What the task asks
Say, as a bare number, how many lines of the listing contain "below".

Data records

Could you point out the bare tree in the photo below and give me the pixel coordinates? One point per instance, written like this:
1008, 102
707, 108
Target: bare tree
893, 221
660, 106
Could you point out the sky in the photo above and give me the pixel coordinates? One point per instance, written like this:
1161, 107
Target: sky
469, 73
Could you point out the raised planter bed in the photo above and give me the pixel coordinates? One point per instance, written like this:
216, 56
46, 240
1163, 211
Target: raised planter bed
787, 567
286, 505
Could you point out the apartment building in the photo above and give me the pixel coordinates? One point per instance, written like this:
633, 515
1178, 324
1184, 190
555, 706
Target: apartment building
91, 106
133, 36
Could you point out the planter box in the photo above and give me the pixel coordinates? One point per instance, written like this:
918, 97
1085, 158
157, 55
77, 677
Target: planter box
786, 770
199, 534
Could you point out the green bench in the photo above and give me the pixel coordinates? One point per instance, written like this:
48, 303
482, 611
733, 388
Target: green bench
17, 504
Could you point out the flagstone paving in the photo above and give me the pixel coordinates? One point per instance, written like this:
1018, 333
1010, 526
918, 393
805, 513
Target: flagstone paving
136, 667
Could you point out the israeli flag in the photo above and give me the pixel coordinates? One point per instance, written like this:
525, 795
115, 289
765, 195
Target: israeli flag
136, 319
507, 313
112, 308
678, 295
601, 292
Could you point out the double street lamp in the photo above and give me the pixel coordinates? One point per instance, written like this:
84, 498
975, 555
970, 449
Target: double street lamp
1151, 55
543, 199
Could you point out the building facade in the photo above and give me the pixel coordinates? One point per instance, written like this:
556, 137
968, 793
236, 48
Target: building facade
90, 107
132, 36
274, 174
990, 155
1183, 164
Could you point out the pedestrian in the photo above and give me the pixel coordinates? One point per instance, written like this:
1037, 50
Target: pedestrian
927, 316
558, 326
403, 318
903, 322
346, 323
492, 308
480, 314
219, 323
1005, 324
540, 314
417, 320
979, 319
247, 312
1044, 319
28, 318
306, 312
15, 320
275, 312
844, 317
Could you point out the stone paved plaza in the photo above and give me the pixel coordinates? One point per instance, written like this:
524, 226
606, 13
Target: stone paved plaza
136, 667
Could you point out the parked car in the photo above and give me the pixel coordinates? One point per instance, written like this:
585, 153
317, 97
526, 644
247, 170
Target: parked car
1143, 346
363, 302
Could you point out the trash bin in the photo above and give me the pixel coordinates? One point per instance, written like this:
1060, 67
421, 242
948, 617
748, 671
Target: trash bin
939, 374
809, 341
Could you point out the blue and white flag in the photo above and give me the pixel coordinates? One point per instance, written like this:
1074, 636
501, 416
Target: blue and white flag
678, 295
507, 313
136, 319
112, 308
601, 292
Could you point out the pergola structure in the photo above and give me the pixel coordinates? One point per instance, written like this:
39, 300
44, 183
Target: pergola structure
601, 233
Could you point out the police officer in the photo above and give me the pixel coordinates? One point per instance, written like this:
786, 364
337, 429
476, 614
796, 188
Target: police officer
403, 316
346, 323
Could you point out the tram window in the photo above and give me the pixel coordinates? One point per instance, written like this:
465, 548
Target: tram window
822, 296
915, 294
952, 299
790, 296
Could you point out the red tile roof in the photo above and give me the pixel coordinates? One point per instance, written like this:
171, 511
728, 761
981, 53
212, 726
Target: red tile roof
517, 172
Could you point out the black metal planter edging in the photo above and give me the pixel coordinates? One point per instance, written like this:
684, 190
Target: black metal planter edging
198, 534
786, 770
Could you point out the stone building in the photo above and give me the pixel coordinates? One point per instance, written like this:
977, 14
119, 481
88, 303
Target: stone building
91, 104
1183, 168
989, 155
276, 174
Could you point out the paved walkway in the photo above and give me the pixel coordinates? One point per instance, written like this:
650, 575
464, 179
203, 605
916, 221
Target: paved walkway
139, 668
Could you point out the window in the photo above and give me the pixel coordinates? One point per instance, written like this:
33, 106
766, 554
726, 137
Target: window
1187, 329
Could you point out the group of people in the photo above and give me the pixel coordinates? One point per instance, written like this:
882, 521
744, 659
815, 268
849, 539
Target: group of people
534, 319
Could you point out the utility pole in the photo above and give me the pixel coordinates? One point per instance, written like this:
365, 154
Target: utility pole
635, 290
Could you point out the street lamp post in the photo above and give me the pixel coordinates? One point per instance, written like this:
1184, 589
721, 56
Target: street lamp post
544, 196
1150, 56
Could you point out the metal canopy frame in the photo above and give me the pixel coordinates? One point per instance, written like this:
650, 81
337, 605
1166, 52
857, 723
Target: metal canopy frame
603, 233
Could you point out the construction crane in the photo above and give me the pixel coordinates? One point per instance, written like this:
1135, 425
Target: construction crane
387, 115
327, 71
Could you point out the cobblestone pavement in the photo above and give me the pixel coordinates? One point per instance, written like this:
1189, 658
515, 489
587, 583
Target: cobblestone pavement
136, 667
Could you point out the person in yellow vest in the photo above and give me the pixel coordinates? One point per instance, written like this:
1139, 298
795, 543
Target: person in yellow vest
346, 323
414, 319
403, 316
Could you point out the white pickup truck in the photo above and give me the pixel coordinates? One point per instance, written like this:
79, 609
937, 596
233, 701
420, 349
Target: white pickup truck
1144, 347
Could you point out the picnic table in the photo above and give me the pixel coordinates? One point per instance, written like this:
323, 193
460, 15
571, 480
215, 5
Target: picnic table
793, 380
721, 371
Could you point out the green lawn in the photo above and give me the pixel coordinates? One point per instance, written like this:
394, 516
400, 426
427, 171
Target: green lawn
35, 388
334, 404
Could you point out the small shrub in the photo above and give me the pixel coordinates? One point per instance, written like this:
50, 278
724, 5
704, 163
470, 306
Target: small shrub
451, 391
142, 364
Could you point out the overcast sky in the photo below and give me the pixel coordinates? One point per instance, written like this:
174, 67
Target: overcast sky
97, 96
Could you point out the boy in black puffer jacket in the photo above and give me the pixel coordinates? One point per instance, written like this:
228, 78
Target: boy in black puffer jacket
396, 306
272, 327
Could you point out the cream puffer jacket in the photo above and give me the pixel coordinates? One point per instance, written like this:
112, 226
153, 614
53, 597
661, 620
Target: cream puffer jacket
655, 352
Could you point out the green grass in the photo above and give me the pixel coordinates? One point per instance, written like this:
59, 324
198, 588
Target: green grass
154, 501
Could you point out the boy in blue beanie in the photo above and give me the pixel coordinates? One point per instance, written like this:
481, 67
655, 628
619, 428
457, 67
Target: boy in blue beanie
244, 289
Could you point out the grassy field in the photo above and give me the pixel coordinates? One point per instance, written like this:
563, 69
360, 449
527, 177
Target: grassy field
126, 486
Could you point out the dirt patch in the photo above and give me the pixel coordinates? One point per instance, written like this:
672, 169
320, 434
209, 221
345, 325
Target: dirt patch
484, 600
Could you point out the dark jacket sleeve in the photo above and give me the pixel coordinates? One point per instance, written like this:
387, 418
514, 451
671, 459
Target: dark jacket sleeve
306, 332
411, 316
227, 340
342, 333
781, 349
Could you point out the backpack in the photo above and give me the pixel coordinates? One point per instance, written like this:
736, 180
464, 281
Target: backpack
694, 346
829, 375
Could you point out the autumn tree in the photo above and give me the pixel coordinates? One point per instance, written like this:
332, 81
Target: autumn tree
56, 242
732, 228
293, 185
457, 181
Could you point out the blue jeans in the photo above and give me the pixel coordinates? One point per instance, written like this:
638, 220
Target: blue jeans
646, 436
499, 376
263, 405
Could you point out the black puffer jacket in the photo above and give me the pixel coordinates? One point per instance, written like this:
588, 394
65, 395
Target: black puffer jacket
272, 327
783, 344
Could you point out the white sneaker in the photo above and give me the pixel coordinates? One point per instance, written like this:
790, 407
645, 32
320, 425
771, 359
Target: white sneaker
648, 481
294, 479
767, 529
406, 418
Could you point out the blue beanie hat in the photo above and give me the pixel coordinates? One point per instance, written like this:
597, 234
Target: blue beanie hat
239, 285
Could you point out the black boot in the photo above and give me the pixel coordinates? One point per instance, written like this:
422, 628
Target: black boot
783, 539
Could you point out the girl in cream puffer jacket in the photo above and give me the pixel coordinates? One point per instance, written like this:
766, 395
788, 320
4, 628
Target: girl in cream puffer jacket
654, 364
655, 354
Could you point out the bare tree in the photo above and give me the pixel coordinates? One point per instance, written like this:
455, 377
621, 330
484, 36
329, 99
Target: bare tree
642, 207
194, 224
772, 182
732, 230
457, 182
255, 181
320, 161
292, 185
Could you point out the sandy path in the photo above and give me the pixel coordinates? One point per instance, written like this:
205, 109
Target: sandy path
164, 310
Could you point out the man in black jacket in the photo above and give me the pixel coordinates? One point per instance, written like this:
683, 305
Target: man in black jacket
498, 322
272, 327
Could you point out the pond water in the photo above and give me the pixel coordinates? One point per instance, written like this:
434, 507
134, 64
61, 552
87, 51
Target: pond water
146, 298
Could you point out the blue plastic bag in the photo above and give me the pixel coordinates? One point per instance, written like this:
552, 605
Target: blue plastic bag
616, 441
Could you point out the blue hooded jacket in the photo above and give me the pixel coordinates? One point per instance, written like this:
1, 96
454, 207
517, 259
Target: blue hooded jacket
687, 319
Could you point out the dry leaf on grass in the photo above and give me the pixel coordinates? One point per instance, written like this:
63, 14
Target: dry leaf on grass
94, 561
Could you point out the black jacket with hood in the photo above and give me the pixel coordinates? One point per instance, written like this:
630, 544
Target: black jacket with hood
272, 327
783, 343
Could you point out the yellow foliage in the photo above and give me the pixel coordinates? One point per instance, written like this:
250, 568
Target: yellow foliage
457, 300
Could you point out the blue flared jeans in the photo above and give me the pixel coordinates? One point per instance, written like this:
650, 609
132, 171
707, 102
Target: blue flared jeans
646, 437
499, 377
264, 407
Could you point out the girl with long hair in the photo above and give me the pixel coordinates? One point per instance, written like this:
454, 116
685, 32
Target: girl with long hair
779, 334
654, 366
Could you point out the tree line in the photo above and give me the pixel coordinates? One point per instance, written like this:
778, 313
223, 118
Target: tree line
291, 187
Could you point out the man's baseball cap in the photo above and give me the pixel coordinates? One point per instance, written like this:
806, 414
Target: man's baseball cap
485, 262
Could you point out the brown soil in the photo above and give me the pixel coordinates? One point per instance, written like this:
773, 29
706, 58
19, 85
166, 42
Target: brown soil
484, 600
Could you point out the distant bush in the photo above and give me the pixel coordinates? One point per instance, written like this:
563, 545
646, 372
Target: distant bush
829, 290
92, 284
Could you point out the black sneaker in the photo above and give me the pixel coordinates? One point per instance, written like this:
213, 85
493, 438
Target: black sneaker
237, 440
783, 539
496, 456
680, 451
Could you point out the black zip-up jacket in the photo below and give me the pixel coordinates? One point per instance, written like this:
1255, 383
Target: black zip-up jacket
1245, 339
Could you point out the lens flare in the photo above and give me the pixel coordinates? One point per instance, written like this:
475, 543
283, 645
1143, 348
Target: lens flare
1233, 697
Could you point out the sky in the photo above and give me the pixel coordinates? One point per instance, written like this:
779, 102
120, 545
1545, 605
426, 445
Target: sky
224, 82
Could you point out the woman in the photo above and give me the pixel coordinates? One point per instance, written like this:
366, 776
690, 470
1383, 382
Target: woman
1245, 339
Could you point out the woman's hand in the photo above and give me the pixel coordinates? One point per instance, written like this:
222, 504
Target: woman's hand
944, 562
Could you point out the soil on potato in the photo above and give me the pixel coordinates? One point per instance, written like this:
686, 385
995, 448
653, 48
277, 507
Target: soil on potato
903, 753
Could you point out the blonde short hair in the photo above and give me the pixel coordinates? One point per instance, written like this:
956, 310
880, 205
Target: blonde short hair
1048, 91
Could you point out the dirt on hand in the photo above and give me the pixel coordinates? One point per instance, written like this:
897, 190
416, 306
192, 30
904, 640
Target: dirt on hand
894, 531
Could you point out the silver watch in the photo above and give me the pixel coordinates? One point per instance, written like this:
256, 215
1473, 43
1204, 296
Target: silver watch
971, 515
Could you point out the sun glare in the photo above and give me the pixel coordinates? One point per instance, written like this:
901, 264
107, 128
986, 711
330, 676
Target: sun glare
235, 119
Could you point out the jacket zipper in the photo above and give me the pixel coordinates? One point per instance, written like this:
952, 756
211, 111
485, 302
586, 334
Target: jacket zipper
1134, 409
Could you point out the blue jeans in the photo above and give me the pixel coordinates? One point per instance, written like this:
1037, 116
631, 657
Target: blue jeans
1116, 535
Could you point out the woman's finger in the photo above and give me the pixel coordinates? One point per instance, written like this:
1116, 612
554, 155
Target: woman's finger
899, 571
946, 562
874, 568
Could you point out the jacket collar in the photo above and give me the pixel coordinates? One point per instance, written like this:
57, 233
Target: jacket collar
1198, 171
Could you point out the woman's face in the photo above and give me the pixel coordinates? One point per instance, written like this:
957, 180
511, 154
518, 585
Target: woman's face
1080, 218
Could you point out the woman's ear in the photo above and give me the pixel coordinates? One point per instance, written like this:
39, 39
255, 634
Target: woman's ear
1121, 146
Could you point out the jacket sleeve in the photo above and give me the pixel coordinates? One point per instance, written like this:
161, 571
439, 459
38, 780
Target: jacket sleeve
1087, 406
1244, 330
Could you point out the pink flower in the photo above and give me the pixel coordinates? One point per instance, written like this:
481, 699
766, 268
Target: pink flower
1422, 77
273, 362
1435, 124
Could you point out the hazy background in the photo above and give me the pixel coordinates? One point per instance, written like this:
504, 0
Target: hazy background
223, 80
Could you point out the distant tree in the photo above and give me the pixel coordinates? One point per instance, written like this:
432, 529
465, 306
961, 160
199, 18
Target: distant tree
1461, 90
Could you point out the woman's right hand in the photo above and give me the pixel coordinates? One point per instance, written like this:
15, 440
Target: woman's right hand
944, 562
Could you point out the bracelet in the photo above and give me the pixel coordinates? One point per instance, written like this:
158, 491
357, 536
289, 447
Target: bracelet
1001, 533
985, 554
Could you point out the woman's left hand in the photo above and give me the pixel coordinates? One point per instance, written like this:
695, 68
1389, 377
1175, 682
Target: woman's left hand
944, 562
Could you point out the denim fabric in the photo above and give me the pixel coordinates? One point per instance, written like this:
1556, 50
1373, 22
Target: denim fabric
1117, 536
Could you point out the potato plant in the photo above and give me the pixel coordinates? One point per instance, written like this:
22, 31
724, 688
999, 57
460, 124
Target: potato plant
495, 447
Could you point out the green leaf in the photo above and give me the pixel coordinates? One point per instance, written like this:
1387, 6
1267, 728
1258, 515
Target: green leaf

Exercise result
3